TASK REQUIREMENTS:
Write out all of the entries exactly, please.

Stored data:
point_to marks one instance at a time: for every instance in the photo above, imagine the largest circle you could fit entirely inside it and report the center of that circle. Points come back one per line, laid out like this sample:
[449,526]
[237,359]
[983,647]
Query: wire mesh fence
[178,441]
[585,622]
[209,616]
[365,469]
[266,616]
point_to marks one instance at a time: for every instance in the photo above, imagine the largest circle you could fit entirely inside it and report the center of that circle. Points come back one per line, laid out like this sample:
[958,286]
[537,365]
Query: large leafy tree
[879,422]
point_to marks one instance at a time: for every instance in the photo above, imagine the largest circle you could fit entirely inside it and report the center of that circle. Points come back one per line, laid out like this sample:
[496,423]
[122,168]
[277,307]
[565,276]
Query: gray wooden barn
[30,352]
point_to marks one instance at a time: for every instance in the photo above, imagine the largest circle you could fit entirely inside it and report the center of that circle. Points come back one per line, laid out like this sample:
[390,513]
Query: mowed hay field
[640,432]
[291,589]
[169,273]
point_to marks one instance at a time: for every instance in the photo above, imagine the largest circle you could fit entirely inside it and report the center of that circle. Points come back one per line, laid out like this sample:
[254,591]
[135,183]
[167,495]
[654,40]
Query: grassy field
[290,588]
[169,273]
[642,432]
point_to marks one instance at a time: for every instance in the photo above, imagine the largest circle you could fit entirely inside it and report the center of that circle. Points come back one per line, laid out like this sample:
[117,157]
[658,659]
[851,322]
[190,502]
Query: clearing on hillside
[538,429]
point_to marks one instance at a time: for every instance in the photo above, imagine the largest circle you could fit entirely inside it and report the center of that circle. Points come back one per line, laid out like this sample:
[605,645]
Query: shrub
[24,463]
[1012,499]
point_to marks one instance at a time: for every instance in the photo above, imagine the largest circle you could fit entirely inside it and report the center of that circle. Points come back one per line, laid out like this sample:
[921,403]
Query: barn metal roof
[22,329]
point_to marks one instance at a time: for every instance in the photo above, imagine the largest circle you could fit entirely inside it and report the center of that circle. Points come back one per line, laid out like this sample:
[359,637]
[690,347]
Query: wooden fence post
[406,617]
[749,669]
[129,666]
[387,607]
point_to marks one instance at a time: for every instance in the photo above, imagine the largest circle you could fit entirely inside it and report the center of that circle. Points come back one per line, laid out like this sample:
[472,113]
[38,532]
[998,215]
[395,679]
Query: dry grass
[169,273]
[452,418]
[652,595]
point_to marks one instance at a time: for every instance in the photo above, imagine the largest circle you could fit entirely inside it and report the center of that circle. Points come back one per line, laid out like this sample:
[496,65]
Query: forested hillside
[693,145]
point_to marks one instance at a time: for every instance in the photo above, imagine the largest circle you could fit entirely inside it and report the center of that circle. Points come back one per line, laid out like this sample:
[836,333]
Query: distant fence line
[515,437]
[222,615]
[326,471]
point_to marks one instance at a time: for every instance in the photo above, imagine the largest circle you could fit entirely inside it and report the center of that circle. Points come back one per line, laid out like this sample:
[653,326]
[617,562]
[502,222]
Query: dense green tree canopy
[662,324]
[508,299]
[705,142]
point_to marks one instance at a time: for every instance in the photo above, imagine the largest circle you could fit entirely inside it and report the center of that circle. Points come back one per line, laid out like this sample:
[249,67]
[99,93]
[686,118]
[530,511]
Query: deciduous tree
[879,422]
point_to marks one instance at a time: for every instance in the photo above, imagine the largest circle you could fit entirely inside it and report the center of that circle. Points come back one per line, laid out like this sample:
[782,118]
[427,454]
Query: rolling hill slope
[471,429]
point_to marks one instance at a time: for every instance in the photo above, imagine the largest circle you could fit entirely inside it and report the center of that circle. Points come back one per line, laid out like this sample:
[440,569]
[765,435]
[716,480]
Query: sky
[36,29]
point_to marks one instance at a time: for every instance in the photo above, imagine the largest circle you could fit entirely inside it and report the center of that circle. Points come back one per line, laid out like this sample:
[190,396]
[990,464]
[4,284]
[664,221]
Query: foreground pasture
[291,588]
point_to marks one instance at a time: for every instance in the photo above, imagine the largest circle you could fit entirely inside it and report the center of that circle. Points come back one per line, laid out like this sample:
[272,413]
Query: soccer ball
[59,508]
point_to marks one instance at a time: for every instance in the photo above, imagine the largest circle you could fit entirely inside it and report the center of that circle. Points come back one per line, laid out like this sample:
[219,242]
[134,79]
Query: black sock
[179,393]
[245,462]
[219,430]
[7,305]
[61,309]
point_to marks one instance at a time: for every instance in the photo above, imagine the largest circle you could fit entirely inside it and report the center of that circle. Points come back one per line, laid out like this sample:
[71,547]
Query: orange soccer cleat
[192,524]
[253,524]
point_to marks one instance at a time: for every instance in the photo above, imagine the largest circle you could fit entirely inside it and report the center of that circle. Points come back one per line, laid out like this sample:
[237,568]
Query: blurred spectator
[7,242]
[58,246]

TASK SOLUTION:
point_to marks one instance at a time: for every instance in the photo above, imagine the largest circle you could fit entirely inside it and report the center of that circle. Points come back one per line, laid out like this sample:
[449,526]
[237,359]
[983,647]
Query: wire mesh fence
[178,441]
[585,622]
[209,616]
[365,469]
[266,616]
point_to marks one instance at a time: for every instance in the photo above, imagine the largest circle you could fit entirely inside it and report the center of that circle. Points come back one per line, laid out like this sample:
[958,286]
[537,365]
Query: large leafy tree
[879,422]
point_to marks one instance at a time: for every instance in the photo above, imagine the largest circle you could fit entirely inside it and report the center of that circle. Points come back one per line, laid out like this sample:
[496,423]
[122,168]
[277,307]
[565,276]
Query: gray wooden barn
[30,352]
point_to marks one instance at a time: for every instance in the photo above, imagine the largest circle you could fit entirely inside it and report the center of that circle. Points come back one per line, laid out like this sample:
[390,513]
Query: mowed hay field
[640,432]
[291,589]
[169,273]
point_to marks one instance at a time: for every instance in the photo above, imagine the largest circle you could fit entirely inside it and report the center of that circle. Points come back one per line, laid out like this sample:
[254,591]
[135,183]
[167,495]
[654,40]
Query: grassy field
[290,588]
[169,273]
[642,432]
point_to marks one instance at a time: for every instance in the photo above, imagine the largest circle you could fit entirely inside it and report the center of that circle. Points come back one per line, laid out like this sample:
[117,157]
[658,659]
[851,322]
[190,502]
Query: clearing on hillside
[538,429]
point_to marks one instance at a time: for every instance in the photo above, imagine the largest circle you could fit entirely inside it and report the center of that circle. Points come back one per line, laid out like this sample:
[605,645]
Query: shrub
[24,463]
[1012,499]
point_to marks one instance at a time: for every instance in the photo above, imagine the largest circle you could fit entirely inside it and report the center of that circle. Points come back one per line, laid out like this sample:
[921,403]
Query: barn metal roof
[22,329]
point_to marks one instance at a time: for every instance in the photo above, imagine the largest circle you could fit entirely inside it and report the center of that circle. Points come back one per line, laid out like this sample:
[359,637]
[690,347]
Query: wooden fence post
[406,617]
[749,669]
[129,666]
[387,607]
point_to marks one instance at a time: for every instance in the photo above, imagine the largest circle you could fit entirely inside it and report the center of that circle. Points come back one per line, laid out like this sample:
[472,113]
[38,532]
[998,215]
[395,679]
Query: dry grass
[169,273]
[452,418]
[652,595]
point_to marks one instance at a time: for every instance in the photo above, imagine the largest circle you could fit entirely inside it and report the center of that circle. Points come back one per line, laid out like this sample:
[496,65]
Query: forested hillside
[693,145]
point_to marks one instance at a time: for every instance in the photo above, imagine the largest circle you could fit entirely inside it and report the center of that circle. Points come back one per line, laid out like this sample:
[836,333]
Query: distant fence line
[515,437]
[222,615]
[326,471]
point_to marks one instance at a time: for every instance in the photo above, imagine the largest circle you could fit entirely inside it and report the center of that circle. Points come back one per line, laid out like this sample:
[653,326]
[617,562]
[502,222]
Query: dense green tree canopy
[662,324]
[508,299]
[705,142]
point_to marks one instance at a time: for every instance in the photo above, imagine the largest circle you could fit entirely inside it and report the center of that circle. Points come back one per line, laid out like this sample:
[249,67]
[99,93]
[686,118]
[530,511]
Query: deciduous tree
[879,422]
point_to marks one instance at a time: for every instance in the photo above, imagine the largest circle you could fit entirely inside it and report the center of that circle. Points come back one per line, laid out like this sample:
[782,118]
[427,454]
Query: rolling hill slope
[471,429]
point_to marks one instance at a time: for every instance in the photo above, imagine the largest circle you could fit entirely inside it and report the center of that circle. Points come back one per line, laid out like this sample:
[440,569]
[765,435]
[716,480]
Query: sky
[36,29]
point_to marks one instance at a time: for every instance in the photo above, imagine the largest circle you could fit entirely inside it and report the center of that circle. Points come back one per line, laid out like this sample:
[190,396]
[990,464]
[4,284]
[664,221]
Query: foreground pasture
[291,588]
point_to marks one instance at a time: for every instance in the photo above, imagine the largest circle you could fit entirely inside it and report the center of that circle. Points come back one per line, laid out like this sample:
[272,413]
Query: soccer ball
[59,508]
point_to marks one instance at a time: for every instance in the photo above, imagine the largest circle you could fit entirely inside it and report the center of that circle. Points come back one per line, laid out like this sample:
[219,242]
[134,79]
Query: black sock
[179,393]
[245,462]
[219,430]
[7,305]
[61,309]
point_to marks one instance at a time: for every instance in the photo above, imagine the largest circle you could fit entirely inside it and report the center of that circle. Points come back one per line, laid out like this sample:
[71,547]
Query: orange soccer cleat
[192,524]
[253,524]
point_to marks one instance at a time: for every instance in the photo above, imagine the largest circle you could fit entirely inside it and report the center of that circle. Points come back one per line, laid out like this sample:
[237,568]
Query: blurred spectator
[7,242]
[58,246]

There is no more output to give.